(GIVEN TASK):
In the entries below, copy everything from the line that contains "Query: black background" down to the line that contains "[[10,16],[11,16],[11,18],[14,18],[15,17],[15,13],[11,12]]", including both of those lines. Write them as a numbered list and leave out blank lines.
··· PROVIDED DATA ···
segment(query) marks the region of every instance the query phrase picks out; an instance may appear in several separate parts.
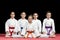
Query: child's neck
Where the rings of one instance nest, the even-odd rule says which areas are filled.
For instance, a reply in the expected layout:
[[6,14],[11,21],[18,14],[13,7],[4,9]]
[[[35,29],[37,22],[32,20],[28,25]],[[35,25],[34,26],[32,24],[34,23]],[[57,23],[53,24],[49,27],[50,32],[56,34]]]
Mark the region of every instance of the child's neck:
[[29,22],[30,24],[32,23],[32,22]]

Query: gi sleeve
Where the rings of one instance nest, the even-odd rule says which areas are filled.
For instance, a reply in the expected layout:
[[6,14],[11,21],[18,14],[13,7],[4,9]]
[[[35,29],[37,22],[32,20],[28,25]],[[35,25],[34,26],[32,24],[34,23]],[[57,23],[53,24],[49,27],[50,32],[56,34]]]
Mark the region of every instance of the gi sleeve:
[[55,32],[55,24],[54,24],[54,20],[52,20],[52,31]]
[[6,21],[6,23],[5,23],[5,32],[7,32],[7,31],[9,31],[9,23],[8,23],[8,21]]

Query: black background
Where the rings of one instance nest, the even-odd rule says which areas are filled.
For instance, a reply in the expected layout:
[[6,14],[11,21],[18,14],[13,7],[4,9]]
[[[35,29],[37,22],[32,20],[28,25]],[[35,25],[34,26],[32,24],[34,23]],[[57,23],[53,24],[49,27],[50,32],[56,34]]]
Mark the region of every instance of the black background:
[[[28,15],[37,12],[39,19],[43,21],[47,11],[52,12],[55,20],[56,33],[60,33],[60,1],[59,0],[0,0],[0,33],[5,33],[5,22],[9,19],[11,11],[16,13],[16,19],[20,18],[20,13],[25,11]],[[27,18],[26,17],[26,18]]]

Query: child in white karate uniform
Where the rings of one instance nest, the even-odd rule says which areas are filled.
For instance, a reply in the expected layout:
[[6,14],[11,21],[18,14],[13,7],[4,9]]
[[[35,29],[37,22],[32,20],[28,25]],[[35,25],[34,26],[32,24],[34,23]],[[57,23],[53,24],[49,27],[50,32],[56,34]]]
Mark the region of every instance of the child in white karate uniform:
[[43,20],[43,34],[46,34],[48,37],[55,37],[55,24],[51,18],[51,12],[47,12],[46,17]]
[[33,14],[33,23],[35,25],[35,35],[36,37],[40,37],[41,35],[41,21],[38,19],[38,14],[34,13]]
[[14,34],[17,35],[18,23],[17,23],[17,20],[14,18],[15,13],[11,12],[10,17],[11,18],[8,19],[5,23],[6,37],[12,37],[12,35]]
[[27,27],[27,19],[25,19],[26,17],[26,13],[22,12],[21,13],[21,19],[18,20],[19,23],[19,32],[18,35],[21,35],[21,37],[24,37],[25,33],[26,33],[26,27]]
[[34,27],[35,27],[35,25],[33,24],[32,20],[33,20],[33,18],[30,15],[28,17],[28,23],[27,23],[27,28],[26,28],[26,32],[27,33],[25,35],[25,38],[35,38],[35,34],[34,34],[34,31],[35,31]]

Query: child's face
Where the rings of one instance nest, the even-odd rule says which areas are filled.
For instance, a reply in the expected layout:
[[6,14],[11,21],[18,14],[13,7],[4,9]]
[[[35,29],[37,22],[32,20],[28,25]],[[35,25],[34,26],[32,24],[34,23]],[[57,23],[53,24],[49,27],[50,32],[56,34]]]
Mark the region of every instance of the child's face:
[[34,17],[34,19],[37,19],[38,18],[38,14],[34,13],[33,17]]
[[46,14],[46,17],[47,17],[47,18],[51,18],[51,13],[47,13],[47,14]]
[[26,13],[23,12],[23,13],[21,14],[21,17],[22,17],[22,18],[25,18],[25,17],[26,17]]
[[29,22],[32,22],[32,19],[33,19],[32,16],[29,16],[29,17],[28,17],[28,21],[29,21]]
[[10,16],[11,16],[11,18],[14,18],[15,17],[15,13],[11,12]]

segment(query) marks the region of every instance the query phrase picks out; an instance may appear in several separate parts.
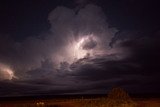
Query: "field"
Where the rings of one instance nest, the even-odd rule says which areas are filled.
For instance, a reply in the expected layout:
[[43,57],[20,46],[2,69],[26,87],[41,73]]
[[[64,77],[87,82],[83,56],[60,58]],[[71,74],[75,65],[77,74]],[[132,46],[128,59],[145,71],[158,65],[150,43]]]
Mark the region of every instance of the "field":
[[160,107],[160,99],[133,99],[135,105],[108,105],[107,98],[62,98],[1,101],[0,107]]

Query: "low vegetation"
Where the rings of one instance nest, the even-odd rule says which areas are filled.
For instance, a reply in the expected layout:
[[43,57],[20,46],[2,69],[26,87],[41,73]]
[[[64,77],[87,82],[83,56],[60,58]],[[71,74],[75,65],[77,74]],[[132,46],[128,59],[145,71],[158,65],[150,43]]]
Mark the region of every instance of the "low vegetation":
[[6,101],[1,102],[0,107],[160,107],[160,100],[132,100],[123,89],[114,88],[108,97]]

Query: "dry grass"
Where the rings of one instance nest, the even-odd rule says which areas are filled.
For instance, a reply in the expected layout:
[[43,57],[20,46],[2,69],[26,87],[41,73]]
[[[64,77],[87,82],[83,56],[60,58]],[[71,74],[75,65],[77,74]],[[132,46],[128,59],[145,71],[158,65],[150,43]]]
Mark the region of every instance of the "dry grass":
[[135,100],[136,106],[128,104],[108,105],[106,98],[59,99],[1,102],[0,107],[160,107],[160,99]]

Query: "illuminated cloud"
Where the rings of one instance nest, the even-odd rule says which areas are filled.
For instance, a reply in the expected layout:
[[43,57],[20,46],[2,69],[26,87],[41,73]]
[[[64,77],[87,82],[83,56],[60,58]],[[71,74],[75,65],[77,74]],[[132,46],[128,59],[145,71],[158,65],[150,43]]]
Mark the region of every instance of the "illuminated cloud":
[[14,71],[7,65],[0,63],[0,80],[12,80],[16,78]]

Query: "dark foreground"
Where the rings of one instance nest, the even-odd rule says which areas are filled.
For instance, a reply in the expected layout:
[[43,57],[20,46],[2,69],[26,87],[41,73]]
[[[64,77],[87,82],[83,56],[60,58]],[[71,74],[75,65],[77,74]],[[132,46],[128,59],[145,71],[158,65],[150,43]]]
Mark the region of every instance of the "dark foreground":
[[[107,97],[57,97],[57,98],[10,98],[2,99],[0,107],[160,107],[160,98],[132,98],[134,104],[114,104],[108,103]],[[119,102],[121,103],[121,102]]]

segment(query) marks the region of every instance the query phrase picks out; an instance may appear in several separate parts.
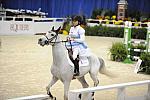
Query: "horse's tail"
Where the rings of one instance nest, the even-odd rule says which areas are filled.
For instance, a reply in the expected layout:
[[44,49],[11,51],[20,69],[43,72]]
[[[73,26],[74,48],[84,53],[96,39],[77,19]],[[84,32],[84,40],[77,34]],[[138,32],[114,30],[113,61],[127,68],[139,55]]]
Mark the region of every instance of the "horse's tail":
[[99,59],[99,62],[100,62],[99,72],[101,74],[107,75],[109,77],[115,77],[115,75],[105,67],[104,60],[102,58],[98,58],[98,59]]

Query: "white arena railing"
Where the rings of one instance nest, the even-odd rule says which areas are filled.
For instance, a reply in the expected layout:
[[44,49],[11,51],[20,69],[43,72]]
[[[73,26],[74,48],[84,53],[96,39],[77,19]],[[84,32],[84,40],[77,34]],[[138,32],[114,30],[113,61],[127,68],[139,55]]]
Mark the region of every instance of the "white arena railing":
[[[127,96],[125,89],[129,86],[137,86],[137,85],[148,85],[147,93],[142,96]],[[68,98],[69,100],[79,100],[79,94],[83,93],[92,93],[95,91],[103,91],[103,90],[110,90],[110,89],[117,89],[117,100],[150,100],[150,80],[145,81],[137,81],[137,82],[129,82],[129,83],[122,83],[122,84],[113,84],[107,86],[97,86],[92,88],[84,88],[78,90],[70,90]],[[87,99],[91,100],[91,99]]]

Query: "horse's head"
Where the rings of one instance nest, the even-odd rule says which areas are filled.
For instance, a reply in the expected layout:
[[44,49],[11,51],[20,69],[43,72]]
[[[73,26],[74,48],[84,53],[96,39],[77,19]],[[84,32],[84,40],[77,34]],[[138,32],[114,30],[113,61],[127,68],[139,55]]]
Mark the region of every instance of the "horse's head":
···
(RESPONSE BELOW):
1. Query: black background
2. Where the rings of one instance nest, the even-odd rule says which areas are filled.
3. For instance, a reply in the expected layout:
4. [[6,14],[11,21],[18,14],[13,7],[4,9]]
5. [[[35,29],[37,22],[32,20],[28,25]],[[35,25],[34,26],[32,24],[34,23]],[[57,23],[53,24],[49,27],[50,32],[56,34]]]
6. Mark the region of every instance of the black background:
7. [[[28,15],[37,12],[39,19],[43,21],[47,11],[52,12],[55,20],[56,33],[60,33],[60,1],[59,0],[0,0],[0,33],[5,33],[5,22],[9,19],[11,11],[16,13],[16,19],[20,18],[20,13],[25,11]],[[27,18],[26,17],[26,18]]]
8. Query: child in white karate uniform
9. Where the rings of one instance nest, the even-odd rule says which areas are filled.
10. For instance, a reply in the expected layout:
11. [[6,14],[11,21],[18,14],[13,7],[4,9]]
12. [[[35,29],[37,22],[32,20],[28,25]],[[35,25],[34,26],[32,24],[34,23]],[[57,23],[53,24],[49,27],[50,32],[56,34]]]
13. Mark the region of every instance of the child in white karate uniform:
14. [[43,20],[43,34],[46,34],[48,37],[55,37],[55,24],[51,18],[51,12],[47,12],[46,17]]
15. [[33,14],[33,23],[35,25],[35,35],[36,37],[40,37],[41,35],[41,21],[38,19],[38,14],[34,13]]
16. [[14,34],[17,35],[18,23],[17,23],[17,20],[14,18],[15,13],[11,12],[10,17],[11,18],[8,19],[5,23],[6,37],[12,37],[12,35]]
17. [[27,27],[27,19],[25,19],[26,17],[26,13],[22,12],[21,13],[21,19],[18,20],[19,23],[19,32],[18,35],[21,35],[21,37],[24,37],[25,33],[26,33],[26,27]]
18. [[34,27],[35,27],[35,25],[33,24],[32,20],[33,20],[33,18],[30,15],[28,17],[28,23],[27,23],[27,28],[26,28],[26,32],[27,33],[25,35],[25,38],[35,38],[35,34],[34,34],[34,31],[35,31]]
19. Query: child's face
20. Where the rings of one instance nest, the even-odd rule says which areas are filled.
21. For instance, a reply in the expected layout:
22. [[6,14],[11,21],[18,14],[13,7],[4,9]]
23. [[[35,29],[37,22],[32,20],[28,25]],[[35,25],[34,26],[32,24],[34,23]],[[57,23],[53,24],[49,27],[50,32],[56,34]]]
24. Mark the region of every instance of the child's face:
25. [[34,17],[34,19],[37,19],[38,18],[38,14],[34,13],[33,17]]
26. [[46,14],[46,17],[47,17],[47,18],[51,18],[51,13],[47,13],[47,14]]
27. [[26,13],[23,12],[23,13],[21,14],[21,17],[22,17],[22,18],[25,18],[25,17],[26,17]]
28. [[29,22],[32,22],[32,19],[33,19],[32,16],[29,16],[29,17],[28,17],[28,21],[29,21]]
29. [[10,16],[11,16],[11,18],[14,18],[15,17],[15,13],[11,12]]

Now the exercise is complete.